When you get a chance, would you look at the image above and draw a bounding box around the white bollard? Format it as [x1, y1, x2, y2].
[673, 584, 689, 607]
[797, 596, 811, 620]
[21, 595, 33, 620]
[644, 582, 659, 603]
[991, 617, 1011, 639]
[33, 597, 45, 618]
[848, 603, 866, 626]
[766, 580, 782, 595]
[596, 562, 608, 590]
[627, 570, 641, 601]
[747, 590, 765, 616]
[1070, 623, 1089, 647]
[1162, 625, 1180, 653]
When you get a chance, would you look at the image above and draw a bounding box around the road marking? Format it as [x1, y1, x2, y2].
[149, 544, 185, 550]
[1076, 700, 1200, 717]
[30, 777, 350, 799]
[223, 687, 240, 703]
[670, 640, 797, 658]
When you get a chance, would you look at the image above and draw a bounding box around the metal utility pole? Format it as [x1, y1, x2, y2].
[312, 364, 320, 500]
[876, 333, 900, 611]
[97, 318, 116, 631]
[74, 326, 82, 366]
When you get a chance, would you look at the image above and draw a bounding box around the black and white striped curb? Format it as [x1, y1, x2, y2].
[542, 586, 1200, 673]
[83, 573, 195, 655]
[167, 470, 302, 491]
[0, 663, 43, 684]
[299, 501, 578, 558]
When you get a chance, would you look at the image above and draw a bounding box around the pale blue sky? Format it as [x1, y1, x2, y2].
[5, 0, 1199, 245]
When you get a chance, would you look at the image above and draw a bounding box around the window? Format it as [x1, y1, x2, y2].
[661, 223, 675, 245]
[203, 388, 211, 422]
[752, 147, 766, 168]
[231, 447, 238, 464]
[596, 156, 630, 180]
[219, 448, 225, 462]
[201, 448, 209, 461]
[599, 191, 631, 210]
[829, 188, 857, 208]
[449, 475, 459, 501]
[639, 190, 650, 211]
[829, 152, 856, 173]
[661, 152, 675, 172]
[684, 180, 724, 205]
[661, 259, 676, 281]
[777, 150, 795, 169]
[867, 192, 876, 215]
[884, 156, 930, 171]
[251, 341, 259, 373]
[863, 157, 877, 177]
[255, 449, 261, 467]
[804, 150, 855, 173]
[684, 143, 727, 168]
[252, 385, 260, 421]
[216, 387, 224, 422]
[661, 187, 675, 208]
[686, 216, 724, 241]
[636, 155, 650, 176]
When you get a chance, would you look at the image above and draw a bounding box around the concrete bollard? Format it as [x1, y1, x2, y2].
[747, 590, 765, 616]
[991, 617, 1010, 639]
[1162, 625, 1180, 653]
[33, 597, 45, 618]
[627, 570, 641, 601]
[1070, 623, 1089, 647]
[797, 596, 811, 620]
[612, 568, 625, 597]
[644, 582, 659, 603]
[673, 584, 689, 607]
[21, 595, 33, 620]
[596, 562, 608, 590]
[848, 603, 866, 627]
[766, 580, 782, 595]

○ ○ ○ ○ ○

Task to complete =
Transcribe every record above exactly.

Response =
When you get a chance, would you look at the image above and draw a bounding box around the white bollard? Format it as [x1, y1, x2, y2].
[673, 584, 689, 607]
[797, 596, 811, 620]
[21, 595, 33, 620]
[644, 582, 659, 603]
[991, 617, 1011, 639]
[33, 597, 45, 618]
[848, 603, 866, 626]
[766, 580, 782, 595]
[596, 562, 608, 590]
[627, 570, 641, 601]
[747, 590, 765, 616]
[1070, 623, 1089, 647]
[1162, 625, 1180, 653]
When you get a chance, would you look at the image above and draw a bounding box around the road marking? Format it as [x1, y1, x2, y2].
[149, 544, 185, 550]
[1076, 700, 1200, 717]
[30, 777, 350, 799]
[223, 687, 240, 703]
[670, 640, 797, 658]
When you get a chance, would you look at the image above and draw a bounding box around the metal utility pole? Format it as [x1, y1, x2, y2].
[312, 364, 320, 500]
[876, 333, 900, 611]
[97, 318, 116, 631]
[74, 326, 82, 366]
When you get a chance, would you look at the image above and draw a bounding box around the black and white striped curb? Format it as [x1, y1, x2, y2].
[542, 586, 1200, 673]
[83, 573, 195, 655]
[167, 470, 302, 491]
[0, 663, 43, 684]
[299, 501, 578, 558]
When you get a chance, would you look at the image above and draw a bounding box around the pale blue sky? Format it as [x1, y1, x2, y2].
[5, 0, 1199, 245]
When you get a chance, would you look at the image above and draw a bounding box around the window? Format it as [x1, y1, x2, y2].
[661, 223, 675, 245]
[203, 388, 211, 422]
[752, 147, 766, 168]
[231, 447, 238, 464]
[596, 156, 630, 180]
[219, 448, 225, 462]
[201, 448, 209, 461]
[599, 191, 631, 210]
[829, 188, 857, 208]
[449, 475, 459, 501]
[639, 190, 650, 211]
[829, 152, 856, 173]
[661, 152, 675, 172]
[684, 180, 724, 205]
[661, 259, 676, 281]
[777, 150, 795, 169]
[867, 192, 876, 215]
[884, 156, 930, 171]
[251, 341, 259, 373]
[863, 157, 877, 177]
[255, 449, 261, 467]
[804, 150, 855, 173]
[684, 143, 727, 168]
[252, 385, 260, 421]
[216, 387, 224, 422]
[661, 187, 675, 208]
[686, 216, 724, 241]
[636, 155, 650, 176]
When you get a chance, would you look at the image above and draw a bounding box around the concrete bollard? Format it as [x1, y1, x2, y2].
[747, 590, 765, 616]
[991, 617, 1010, 639]
[1162, 625, 1180, 653]
[33, 597, 45, 618]
[627, 570, 641, 601]
[1070, 623, 1089, 647]
[797, 596, 811, 620]
[612, 568, 625, 597]
[644, 582, 659, 603]
[673, 584, 689, 607]
[21, 595, 33, 620]
[596, 562, 608, 590]
[848, 603, 866, 627]
[766, 580, 782, 595]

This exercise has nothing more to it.